• REQUIRED WORK: Reproduce, without any change, the lines of the data beginning with the line that contains "Can you find the outstretched" and continuing through the final line of the data.

(Recorded data)
━━━━

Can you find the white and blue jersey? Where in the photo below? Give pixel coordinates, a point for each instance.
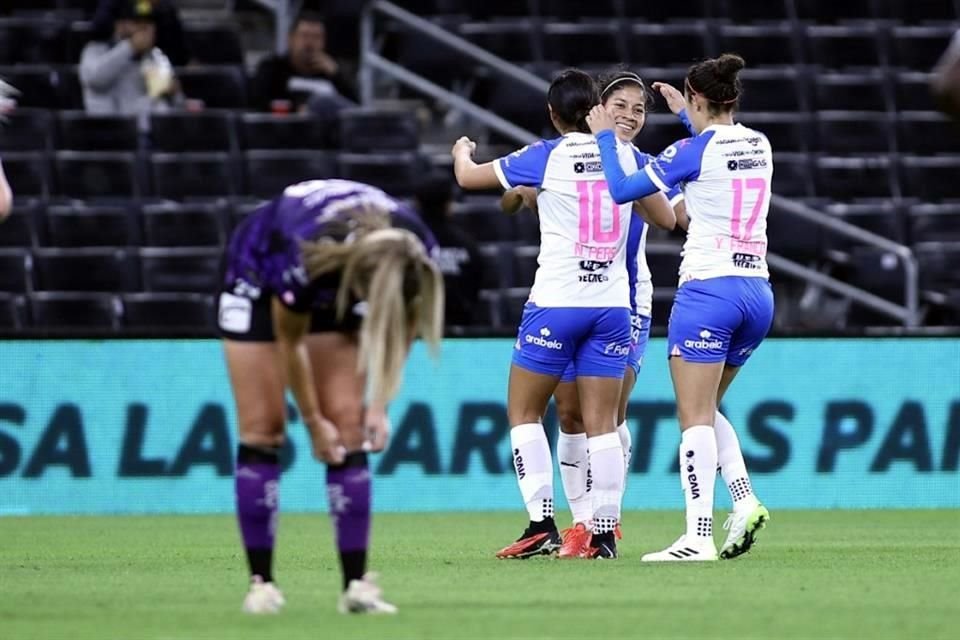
(724, 306)
(579, 305)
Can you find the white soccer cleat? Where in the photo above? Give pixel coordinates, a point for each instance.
(263, 597)
(685, 550)
(743, 526)
(365, 596)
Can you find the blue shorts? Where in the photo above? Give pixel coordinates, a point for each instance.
(596, 341)
(720, 319)
(639, 336)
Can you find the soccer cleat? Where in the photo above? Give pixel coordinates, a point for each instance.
(685, 550)
(365, 596)
(743, 528)
(532, 543)
(602, 546)
(263, 597)
(576, 541)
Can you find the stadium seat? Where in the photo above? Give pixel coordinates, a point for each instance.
(371, 129)
(582, 43)
(919, 47)
(926, 132)
(218, 87)
(931, 222)
(930, 178)
(835, 47)
(177, 176)
(760, 45)
(85, 269)
(78, 131)
(666, 44)
(293, 131)
(850, 178)
(395, 173)
(19, 229)
(98, 174)
(181, 269)
(26, 129)
(845, 91)
(13, 311)
(214, 43)
(268, 173)
(524, 266)
(852, 132)
(771, 90)
(792, 174)
(178, 311)
(15, 269)
(37, 85)
(788, 132)
(516, 40)
(28, 172)
(70, 310)
(173, 224)
(79, 225)
(912, 89)
(208, 130)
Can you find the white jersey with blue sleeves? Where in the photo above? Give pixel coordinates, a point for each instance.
(583, 233)
(725, 175)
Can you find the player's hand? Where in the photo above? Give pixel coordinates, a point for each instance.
(674, 97)
(599, 119)
(463, 145)
(327, 445)
(376, 429)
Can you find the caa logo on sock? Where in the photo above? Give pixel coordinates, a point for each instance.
(543, 340)
(704, 342)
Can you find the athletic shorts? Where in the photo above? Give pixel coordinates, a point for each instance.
(596, 341)
(639, 336)
(720, 319)
(242, 317)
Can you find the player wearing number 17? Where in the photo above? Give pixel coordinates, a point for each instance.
(724, 304)
(578, 310)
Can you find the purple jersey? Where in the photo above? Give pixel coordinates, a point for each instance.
(263, 255)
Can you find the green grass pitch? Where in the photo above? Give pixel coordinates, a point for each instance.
(814, 574)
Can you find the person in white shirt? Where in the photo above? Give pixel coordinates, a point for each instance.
(724, 304)
(578, 310)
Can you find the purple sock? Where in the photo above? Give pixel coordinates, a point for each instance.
(348, 491)
(257, 482)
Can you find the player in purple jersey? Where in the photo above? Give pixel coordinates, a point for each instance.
(296, 310)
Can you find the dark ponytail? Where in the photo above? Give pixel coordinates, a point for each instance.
(571, 96)
(718, 80)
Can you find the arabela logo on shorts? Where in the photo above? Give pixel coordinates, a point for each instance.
(543, 340)
(704, 342)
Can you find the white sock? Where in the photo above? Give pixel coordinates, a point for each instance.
(732, 467)
(698, 471)
(606, 468)
(575, 474)
(531, 459)
(626, 441)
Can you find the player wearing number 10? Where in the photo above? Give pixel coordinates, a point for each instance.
(578, 310)
(724, 304)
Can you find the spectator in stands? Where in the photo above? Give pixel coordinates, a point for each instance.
(458, 255)
(170, 37)
(128, 74)
(306, 77)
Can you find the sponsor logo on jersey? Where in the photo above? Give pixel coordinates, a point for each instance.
(746, 261)
(543, 340)
(704, 342)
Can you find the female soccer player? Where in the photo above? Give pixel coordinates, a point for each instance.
(724, 306)
(625, 95)
(578, 311)
(298, 310)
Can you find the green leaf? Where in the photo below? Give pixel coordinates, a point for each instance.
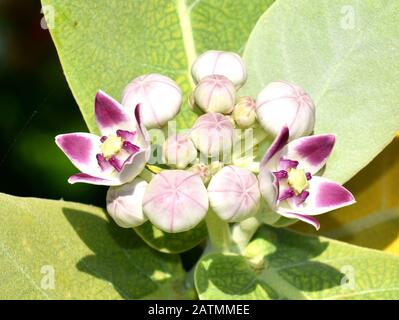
(105, 46)
(344, 53)
(282, 264)
(373, 221)
(90, 257)
(171, 242)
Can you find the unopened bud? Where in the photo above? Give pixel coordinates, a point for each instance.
(244, 112)
(193, 106)
(175, 200)
(124, 203)
(283, 104)
(228, 64)
(234, 194)
(179, 151)
(159, 96)
(213, 134)
(215, 93)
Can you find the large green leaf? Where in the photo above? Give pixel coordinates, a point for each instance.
(90, 257)
(106, 45)
(373, 221)
(171, 242)
(345, 53)
(287, 265)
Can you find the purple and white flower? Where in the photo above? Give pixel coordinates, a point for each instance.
(118, 155)
(215, 93)
(125, 203)
(282, 104)
(287, 178)
(159, 96)
(234, 194)
(228, 64)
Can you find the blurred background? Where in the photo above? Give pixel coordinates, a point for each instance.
(36, 105)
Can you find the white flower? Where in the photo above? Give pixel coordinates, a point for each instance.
(228, 64)
(175, 200)
(244, 112)
(179, 151)
(159, 96)
(234, 194)
(282, 104)
(213, 134)
(215, 93)
(124, 203)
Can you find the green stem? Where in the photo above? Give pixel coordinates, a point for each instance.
(243, 232)
(219, 234)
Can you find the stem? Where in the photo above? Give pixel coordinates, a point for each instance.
(219, 234)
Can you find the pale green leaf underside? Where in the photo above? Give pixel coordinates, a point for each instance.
(346, 55)
(299, 267)
(91, 257)
(171, 242)
(105, 45)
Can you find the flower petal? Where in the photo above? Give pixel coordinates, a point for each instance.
(175, 200)
(86, 178)
(111, 116)
(279, 142)
(81, 148)
(269, 186)
(134, 165)
(312, 152)
(124, 203)
(304, 218)
(324, 195)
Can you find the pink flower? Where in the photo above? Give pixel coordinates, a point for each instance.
(287, 179)
(175, 200)
(117, 156)
(234, 194)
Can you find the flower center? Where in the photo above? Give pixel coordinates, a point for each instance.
(111, 146)
(297, 179)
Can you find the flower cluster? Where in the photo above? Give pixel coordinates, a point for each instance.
(202, 173)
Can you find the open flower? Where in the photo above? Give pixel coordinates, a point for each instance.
(117, 156)
(234, 194)
(287, 179)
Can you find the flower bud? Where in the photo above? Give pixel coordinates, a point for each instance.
(206, 171)
(244, 112)
(234, 194)
(124, 203)
(213, 134)
(228, 64)
(179, 151)
(159, 96)
(215, 94)
(175, 200)
(193, 106)
(283, 104)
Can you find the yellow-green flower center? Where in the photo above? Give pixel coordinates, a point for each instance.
(111, 146)
(297, 180)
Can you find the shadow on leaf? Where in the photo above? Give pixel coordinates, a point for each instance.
(122, 258)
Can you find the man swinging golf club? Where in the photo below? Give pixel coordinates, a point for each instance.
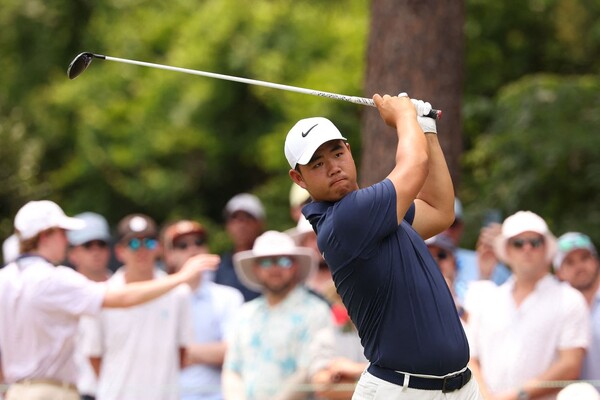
(373, 242)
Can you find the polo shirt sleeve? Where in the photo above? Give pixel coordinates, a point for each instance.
(366, 216)
(71, 292)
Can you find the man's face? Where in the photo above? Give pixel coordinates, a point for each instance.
(182, 248)
(580, 269)
(277, 274)
(90, 257)
(527, 254)
(138, 253)
(243, 229)
(331, 173)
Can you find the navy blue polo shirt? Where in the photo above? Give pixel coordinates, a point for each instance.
(392, 287)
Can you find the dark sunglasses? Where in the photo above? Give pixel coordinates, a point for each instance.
(136, 243)
(282, 262)
(198, 242)
(101, 244)
(520, 243)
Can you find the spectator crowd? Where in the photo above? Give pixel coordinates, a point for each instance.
(263, 321)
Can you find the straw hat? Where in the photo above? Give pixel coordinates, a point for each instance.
(269, 244)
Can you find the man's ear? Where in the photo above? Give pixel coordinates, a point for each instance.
(297, 178)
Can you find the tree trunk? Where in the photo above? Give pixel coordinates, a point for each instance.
(415, 46)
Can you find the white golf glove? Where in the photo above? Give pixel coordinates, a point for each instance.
(426, 123)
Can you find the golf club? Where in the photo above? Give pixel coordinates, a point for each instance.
(83, 60)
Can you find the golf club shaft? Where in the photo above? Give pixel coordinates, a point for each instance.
(436, 114)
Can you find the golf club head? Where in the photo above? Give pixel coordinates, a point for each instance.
(79, 64)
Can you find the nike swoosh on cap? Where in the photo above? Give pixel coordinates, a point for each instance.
(304, 134)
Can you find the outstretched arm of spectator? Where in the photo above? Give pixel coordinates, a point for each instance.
(206, 353)
(486, 257)
(140, 292)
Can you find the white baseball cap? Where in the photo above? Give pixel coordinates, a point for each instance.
(305, 138)
(246, 202)
(38, 216)
(524, 221)
(96, 228)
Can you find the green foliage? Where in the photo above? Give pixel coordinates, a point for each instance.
(541, 153)
(122, 139)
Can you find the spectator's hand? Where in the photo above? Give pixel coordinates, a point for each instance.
(194, 267)
(426, 123)
(486, 257)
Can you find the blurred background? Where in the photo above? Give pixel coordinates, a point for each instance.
(518, 81)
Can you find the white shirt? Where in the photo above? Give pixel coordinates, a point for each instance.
(40, 307)
(139, 346)
(514, 344)
(214, 307)
(591, 363)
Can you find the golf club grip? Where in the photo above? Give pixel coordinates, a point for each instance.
(435, 114)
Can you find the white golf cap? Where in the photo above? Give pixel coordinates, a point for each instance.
(247, 203)
(305, 138)
(38, 216)
(96, 228)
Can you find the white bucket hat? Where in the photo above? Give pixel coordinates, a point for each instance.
(305, 138)
(273, 243)
(524, 221)
(38, 216)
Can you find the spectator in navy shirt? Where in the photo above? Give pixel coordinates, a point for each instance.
(373, 242)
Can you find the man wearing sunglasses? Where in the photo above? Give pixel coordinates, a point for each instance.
(137, 353)
(272, 349)
(577, 263)
(42, 302)
(213, 309)
(533, 329)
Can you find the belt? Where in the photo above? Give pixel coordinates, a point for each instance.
(447, 384)
(52, 382)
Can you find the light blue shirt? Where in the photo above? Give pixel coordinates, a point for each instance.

━━━━

• THE SOLUTION:
Can you find the outstretched arm of spectator? Where in the photo above? Give pixel coordinates, a point for each instance.
(206, 353)
(486, 257)
(140, 292)
Can you find the white baseball cap? Where in the photo above? Give pixel coordinates, a point for each instance.
(305, 138)
(246, 202)
(38, 216)
(524, 221)
(96, 228)
Can you find the green foliage? Where in the photo above? Give pixel coordinates, a point for each instance.
(541, 153)
(122, 139)
Can you find the spectator's hand? Where in the photo above? Give pixel coordinates, a point for each instance.
(194, 267)
(426, 123)
(486, 257)
Can you find the blurred background? Where in the photo above? Give pixel coordinates, a point for each instance.
(518, 81)
Can you find the white shirt? Where in the photo above? Give pixel coordinates, a point for each instance.
(40, 307)
(139, 346)
(514, 344)
(214, 307)
(591, 363)
Can you find the golf club grip? Where in the photo above? Give pixel coordinates, a point for each instance.
(435, 114)
Can you find the white golf cap? Where in the photo above? Give pixel coordinates, a point for each instance.
(247, 203)
(305, 138)
(38, 216)
(96, 228)
Can you find the white bucket hat? Where in the photo above? Give pixel coordinates, a point for each instance.
(305, 138)
(273, 243)
(524, 221)
(38, 216)
Can you find the spectator in navy shirt? Where in the photo above? Give pixel coordinates, a point for each instance.
(373, 242)
Can you find the man wearing sunglasses? Where in the photo above? Give pixel coordinates, a point for each instance.
(137, 353)
(272, 349)
(577, 263)
(42, 302)
(213, 309)
(533, 329)
Can you find the belt? Where in the photo above? Give pixel coordinates, a point for each instance.
(447, 384)
(52, 382)
Can you find the light blue shirt? Where in the photo above? Give pixel coordinates, a point for each instance.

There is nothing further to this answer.